**REQUIRED TASK**
Retype the part of the data that opens with the line containing "Where can the tree line" and closes with the line containing "point(67, 93)", leaving the pictures out.

**PROVIDED RECORDS**

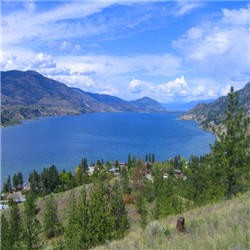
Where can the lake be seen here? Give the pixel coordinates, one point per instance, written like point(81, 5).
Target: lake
point(63, 141)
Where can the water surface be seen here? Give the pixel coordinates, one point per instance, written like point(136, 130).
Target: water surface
point(63, 141)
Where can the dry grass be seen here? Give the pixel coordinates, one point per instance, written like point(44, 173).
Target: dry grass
point(225, 225)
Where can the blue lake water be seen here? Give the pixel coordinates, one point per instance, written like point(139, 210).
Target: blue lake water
point(63, 141)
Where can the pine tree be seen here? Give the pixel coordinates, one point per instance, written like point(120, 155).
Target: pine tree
point(31, 226)
point(125, 180)
point(14, 224)
point(51, 222)
point(118, 211)
point(230, 153)
point(7, 187)
point(6, 241)
point(34, 180)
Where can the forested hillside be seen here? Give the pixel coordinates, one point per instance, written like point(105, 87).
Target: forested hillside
point(209, 114)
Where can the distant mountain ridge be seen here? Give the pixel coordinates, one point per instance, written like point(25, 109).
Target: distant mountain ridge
point(213, 113)
point(29, 95)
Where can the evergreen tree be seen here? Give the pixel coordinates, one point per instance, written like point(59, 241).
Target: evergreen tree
point(20, 179)
point(118, 211)
point(125, 180)
point(14, 225)
point(73, 230)
point(51, 222)
point(153, 158)
point(6, 240)
point(15, 181)
point(34, 180)
point(31, 226)
point(142, 210)
point(230, 153)
point(7, 187)
point(139, 179)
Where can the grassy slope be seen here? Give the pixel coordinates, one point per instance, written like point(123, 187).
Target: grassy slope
point(224, 225)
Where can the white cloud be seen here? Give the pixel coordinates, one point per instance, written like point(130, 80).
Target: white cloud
point(184, 7)
point(135, 86)
point(219, 48)
point(236, 16)
point(42, 60)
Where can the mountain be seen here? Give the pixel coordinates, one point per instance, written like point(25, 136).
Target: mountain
point(29, 95)
point(183, 107)
point(213, 113)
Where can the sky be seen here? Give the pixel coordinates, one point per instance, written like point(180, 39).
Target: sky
point(172, 51)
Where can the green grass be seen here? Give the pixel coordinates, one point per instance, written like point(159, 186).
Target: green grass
point(225, 225)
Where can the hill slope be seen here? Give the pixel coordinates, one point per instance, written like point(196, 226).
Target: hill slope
point(214, 112)
point(28, 95)
point(224, 225)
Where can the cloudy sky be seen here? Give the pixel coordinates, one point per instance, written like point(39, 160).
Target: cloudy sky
point(168, 50)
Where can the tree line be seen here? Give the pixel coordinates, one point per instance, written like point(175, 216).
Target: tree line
point(157, 189)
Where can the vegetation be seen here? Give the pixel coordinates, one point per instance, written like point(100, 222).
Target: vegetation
point(113, 196)
point(224, 225)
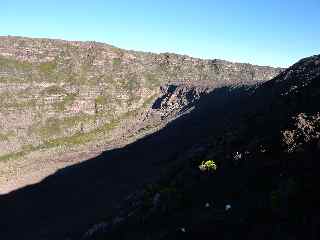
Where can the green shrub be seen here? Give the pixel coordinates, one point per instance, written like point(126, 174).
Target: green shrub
point(208, 166)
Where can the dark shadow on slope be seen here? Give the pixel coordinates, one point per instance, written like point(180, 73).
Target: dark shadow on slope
point(77, 196)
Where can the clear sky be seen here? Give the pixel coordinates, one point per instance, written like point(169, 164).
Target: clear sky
point(269, 32)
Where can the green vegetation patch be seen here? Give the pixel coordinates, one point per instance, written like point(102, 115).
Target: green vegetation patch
point(208, 166)
point(67, 100)
point(116, 61)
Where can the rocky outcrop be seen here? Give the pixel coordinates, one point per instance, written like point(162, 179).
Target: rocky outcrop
point(264, 180)
point(67, 93)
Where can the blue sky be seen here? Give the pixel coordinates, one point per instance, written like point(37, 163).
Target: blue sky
point(270, 32)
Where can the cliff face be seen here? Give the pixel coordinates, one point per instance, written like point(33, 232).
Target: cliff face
point(56, 95)
point(262, 181)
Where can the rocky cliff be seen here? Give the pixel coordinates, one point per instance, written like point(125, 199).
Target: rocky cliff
point(59, 97)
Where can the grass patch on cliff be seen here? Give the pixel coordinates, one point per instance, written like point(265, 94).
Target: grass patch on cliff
point(81, 138)
point(48, 67)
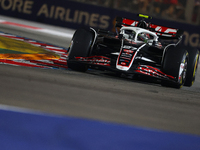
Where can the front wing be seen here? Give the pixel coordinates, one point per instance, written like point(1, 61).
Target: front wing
point(140, 69)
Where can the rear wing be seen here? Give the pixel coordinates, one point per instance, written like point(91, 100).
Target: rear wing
point(161, 31)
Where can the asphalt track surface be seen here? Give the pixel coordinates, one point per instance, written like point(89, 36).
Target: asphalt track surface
point(98, 95)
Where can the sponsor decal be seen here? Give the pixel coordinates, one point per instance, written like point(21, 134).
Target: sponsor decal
point(96, 60)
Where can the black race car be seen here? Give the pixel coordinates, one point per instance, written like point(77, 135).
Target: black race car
point(137, 47)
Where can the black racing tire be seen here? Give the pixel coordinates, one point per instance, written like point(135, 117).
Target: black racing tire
point(80, 47)
point(175, 60)
point(192, 66)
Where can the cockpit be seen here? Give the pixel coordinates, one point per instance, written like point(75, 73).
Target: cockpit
point(138, 35)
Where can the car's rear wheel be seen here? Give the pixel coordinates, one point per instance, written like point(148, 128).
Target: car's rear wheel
point(80, 47)
point(192, 66)
point(175, 64)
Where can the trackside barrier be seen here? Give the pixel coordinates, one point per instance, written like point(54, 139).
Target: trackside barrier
point(74, 15)
point(32, 131)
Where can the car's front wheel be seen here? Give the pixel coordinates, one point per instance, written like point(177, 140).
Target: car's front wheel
point(192, 66)
point(80, 47)
point(175, 64)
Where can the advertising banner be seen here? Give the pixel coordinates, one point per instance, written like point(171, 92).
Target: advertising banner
point(75, 15)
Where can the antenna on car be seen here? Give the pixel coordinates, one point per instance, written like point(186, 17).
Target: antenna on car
point(144, 16)
point(142, 23)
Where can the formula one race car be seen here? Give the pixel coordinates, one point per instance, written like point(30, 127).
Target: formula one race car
point(137, 47)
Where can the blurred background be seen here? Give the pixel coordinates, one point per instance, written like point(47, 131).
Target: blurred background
point(187, 11)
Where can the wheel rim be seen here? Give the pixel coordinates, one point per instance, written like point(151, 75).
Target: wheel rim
point(182, 71)
point(195, 68)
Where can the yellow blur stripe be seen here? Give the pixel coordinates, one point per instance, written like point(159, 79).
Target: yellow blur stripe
point(144, 16)
point(27, 56)
point(31, 52)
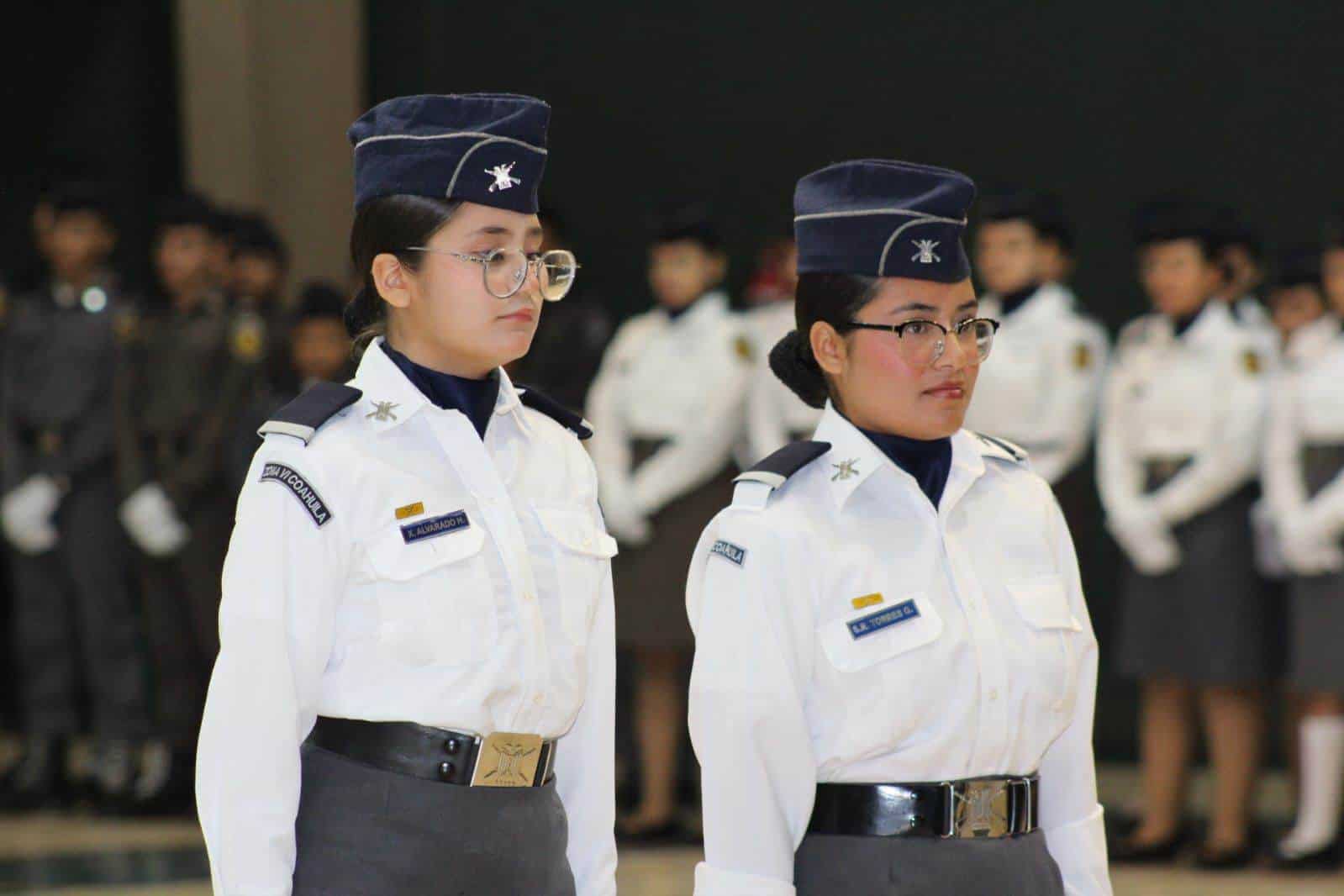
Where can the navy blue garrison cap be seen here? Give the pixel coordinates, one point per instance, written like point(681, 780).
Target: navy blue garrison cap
point(883, 219)
point(487, 148)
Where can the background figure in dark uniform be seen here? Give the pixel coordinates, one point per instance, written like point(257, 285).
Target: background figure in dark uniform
point(318, 350)
point(192, 368)
point(570, 336)
point(74, 618)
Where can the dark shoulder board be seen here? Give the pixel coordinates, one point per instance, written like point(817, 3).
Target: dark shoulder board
point(303, 417)
point(776, 469)
point(995, 446)
point(556, 411)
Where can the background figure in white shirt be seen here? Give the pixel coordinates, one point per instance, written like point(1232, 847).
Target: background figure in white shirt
point(1041, 388)
point(867, 625)
point(417, 673)
point(1304, 489)
point(667, 408)
point(1178, 454)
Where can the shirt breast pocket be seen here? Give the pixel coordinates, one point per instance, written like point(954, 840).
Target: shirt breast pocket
point(579, 554)
point(1043, 604)
point(435, 598)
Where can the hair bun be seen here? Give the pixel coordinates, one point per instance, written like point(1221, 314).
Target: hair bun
point(792, 361)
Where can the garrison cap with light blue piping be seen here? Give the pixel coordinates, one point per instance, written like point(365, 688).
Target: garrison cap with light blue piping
point(487, 148)
point(882, 218)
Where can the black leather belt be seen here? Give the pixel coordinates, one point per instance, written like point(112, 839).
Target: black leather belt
point(435, 754)
point(978, 808)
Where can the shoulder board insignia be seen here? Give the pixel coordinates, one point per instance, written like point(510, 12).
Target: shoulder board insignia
point(565, 417)
point(776, 469)
point(1002, 448)
point(303, 417)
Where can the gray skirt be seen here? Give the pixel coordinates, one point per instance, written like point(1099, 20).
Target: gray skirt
point(1316, 603)
point(366, 832)
point(1210, 621)
point(830, 866)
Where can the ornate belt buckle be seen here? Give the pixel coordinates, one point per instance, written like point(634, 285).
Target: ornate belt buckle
point(982, 809)
point(507, 761)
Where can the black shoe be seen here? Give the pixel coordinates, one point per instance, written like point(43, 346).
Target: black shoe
point(1132, 852)
point(1328, 857)
point(1222, 859)
point(38, 781)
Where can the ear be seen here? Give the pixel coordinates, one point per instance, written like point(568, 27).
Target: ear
point(828, 347)
point(392, 281)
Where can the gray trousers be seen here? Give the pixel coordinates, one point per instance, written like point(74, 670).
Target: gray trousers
point(828, 866)
point(361, 830)
point(76, 626)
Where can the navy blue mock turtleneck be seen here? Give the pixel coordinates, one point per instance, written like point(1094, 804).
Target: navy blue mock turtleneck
point(928, 462)
point(473, 398)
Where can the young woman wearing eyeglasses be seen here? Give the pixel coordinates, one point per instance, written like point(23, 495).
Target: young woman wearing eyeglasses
point(415, 684)
point(894, 673)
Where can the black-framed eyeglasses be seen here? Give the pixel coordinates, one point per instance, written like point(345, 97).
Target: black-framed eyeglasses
point(504, 271)
point(922, 341)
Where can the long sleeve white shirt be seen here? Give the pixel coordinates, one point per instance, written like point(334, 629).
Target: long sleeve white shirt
point(504, 624)
point(1198, 397)
point(683, 381)
point(1041, 386)
point(995, 676)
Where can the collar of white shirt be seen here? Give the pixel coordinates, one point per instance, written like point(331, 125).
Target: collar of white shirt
point(382, 382)
point(855, 461)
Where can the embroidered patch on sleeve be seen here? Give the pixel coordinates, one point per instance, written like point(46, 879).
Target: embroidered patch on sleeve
point(875, 622)
point(730, 552)
point(435, 527)
point(296, 482)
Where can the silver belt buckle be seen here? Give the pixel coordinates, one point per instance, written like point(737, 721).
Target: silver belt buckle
point(980, 809)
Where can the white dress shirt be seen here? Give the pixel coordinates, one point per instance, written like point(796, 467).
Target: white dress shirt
point(1196, 397)
point(1307, 410)
point(774, 413)
point(683, 381)
point(995, 676)
point(1041, 386)
point(504, 624)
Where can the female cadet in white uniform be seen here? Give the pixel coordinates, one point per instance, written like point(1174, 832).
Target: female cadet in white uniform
point(1304, 489)
point(1178, 451)
point(414, 689)
point(1050, 359)
point(895, 671)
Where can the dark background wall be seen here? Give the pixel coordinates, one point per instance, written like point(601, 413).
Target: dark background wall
point(731, 103)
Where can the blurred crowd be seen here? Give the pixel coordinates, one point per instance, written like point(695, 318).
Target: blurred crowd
point(129, 415)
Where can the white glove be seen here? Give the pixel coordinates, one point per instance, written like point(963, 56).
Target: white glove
point(1146, 539)
point(626, 525)
point(1308, 551)
point(152, 521)
point(26, 514)
point(1269, 545)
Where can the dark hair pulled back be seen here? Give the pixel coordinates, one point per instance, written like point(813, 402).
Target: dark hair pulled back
point(387, 224)
point(832, 298)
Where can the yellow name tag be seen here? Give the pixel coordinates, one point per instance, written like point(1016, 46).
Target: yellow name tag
point(410, 509)
point(866, 601)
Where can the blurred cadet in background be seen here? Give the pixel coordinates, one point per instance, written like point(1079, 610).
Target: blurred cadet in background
point(192, 370)
point(74, 625)
point(319, 350)
point(1178, 448)
point(774, 414)
point(1304, 489)
point(667, 411)
point(1041, 387)
point(570, 336)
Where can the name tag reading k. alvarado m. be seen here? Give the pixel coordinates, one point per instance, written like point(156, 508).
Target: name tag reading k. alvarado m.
point(435, 527)
point(875, 622)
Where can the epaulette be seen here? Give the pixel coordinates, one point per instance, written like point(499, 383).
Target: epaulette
point(756, 485)
point(1003, 449)
point(565, 417)
point(303, 417)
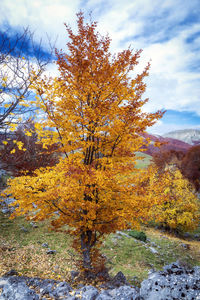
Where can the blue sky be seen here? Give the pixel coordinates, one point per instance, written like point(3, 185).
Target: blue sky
point(167, 31)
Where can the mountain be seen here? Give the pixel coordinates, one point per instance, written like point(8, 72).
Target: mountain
point(190, 136)
point(167, 144)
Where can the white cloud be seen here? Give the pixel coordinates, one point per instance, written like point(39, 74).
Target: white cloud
point(158, 27)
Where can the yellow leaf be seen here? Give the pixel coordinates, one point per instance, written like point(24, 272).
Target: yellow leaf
point(28, 133)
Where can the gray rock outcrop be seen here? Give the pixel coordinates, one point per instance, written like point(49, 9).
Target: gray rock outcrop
point(175, 282)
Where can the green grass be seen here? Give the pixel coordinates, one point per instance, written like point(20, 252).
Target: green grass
point(23, 251)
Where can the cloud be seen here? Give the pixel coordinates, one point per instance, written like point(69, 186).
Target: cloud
point(167, 31)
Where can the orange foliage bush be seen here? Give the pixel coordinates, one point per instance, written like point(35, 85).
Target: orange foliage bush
point(94, 108)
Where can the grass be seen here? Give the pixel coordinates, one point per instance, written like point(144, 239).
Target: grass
point(23, 251)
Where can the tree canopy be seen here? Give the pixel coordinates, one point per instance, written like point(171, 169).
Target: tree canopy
point(94, 111)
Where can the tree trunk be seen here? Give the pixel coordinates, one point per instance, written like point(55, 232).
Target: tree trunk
point(86, 239)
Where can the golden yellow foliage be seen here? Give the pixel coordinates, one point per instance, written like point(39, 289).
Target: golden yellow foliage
point(94, 112)
point(180, 207)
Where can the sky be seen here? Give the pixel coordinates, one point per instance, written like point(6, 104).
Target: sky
point(168, 32)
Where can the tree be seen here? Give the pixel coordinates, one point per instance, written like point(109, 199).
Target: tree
point(163, 158)
point(190, 166)
point(23, 153)
point(18, 57)
point(94, 110)
point(177, 207)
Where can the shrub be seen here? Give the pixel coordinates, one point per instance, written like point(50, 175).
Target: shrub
point(139, 235)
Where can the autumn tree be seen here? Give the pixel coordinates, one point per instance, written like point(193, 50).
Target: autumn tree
point(190, 166)
point(177, 207)
point(94, 111)
point(162, 158)
point(23, 153)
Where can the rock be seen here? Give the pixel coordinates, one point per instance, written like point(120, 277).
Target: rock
point(174, 282)
point(119, 279)
point(87, 293)
point(24, 229)
point(61, 290)
point(124, 293)
point(185, 246)
point(153, 250)
point(33, 225)
point(51, 251)
point(74, 274)
point(16, 291)
point(12, 272)
point(123, 233)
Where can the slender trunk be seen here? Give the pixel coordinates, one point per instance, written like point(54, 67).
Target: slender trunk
point(86, 245)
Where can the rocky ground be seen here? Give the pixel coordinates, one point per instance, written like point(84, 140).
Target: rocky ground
point(175, 282)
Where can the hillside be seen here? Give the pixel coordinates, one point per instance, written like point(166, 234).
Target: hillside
point(167, 144)
point(190, 136)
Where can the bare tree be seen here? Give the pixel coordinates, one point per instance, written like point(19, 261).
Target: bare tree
point(18, 57)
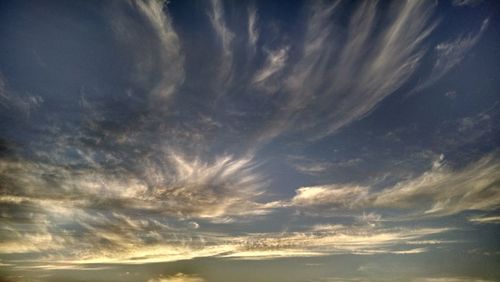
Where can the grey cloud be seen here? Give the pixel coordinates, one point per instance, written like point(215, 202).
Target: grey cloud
point(450, 53)
point(437, 192)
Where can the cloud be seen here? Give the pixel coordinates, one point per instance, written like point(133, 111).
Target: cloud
point(179, 277)
point(191, 187)
point(158, 60)
point(275, 62)
point(322, 95)
point(253, 32)
point(330, 195)
point(470, 3)
point(437, 192)
point(485, 219)
point(225, 37)
point(450, 53)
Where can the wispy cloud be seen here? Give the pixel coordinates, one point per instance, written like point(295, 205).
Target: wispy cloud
point(225, 37)
point(437, 192)
point(179, 277)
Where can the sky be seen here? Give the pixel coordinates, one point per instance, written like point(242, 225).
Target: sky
point(202, 141)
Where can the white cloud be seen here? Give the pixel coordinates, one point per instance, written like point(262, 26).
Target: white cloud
point(225, 37)
point(179, 277)
point(437, 192)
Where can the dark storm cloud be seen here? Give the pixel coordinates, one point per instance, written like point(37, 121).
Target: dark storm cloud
point(130, 131)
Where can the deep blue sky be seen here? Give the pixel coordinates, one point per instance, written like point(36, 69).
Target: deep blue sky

**COMPLETED EXERCISE**
Where can the tree line be seen here? Give the pixel coordinates, one point per instance, written like point(175, 216).
Target: tree line
point(157, 189)
Where can the vegetation be seen here? Give the pixel coordinates, one point per instance, written like point(100, 222).
Target: vegetation
point(113, 196)
point(224, 225)
Where can the green shrub be seen here? Give the pixel coordinates, one point per instance, written like point(126, 174).
Target: green shrub
point(208, 166)
Where can the dark shadow on slope be seen here? Give the pixel coordinates, one point per instance, written like point(180, 73).
Target: dark shadow on slope
point(77, 196)
Where can the clear sky be seen here? Give the pixel coordinates, one point per instance, written like point(169, 164).
Target: clear sky
point(269, 32)
Where can the green vegetation patch be seen here? Give the pixel coordinates, one point per instance, written like point(102, 115).
Target: green vegetation patch
point(208, 166)
point(67, 100)
point(116, 61)
Where can the rocky outcrop be seen here? Give the pixel coordinates, one point per instance, written like point(162, 179).
Target: rocky outcrop
point(264, 180)
point(67, 93)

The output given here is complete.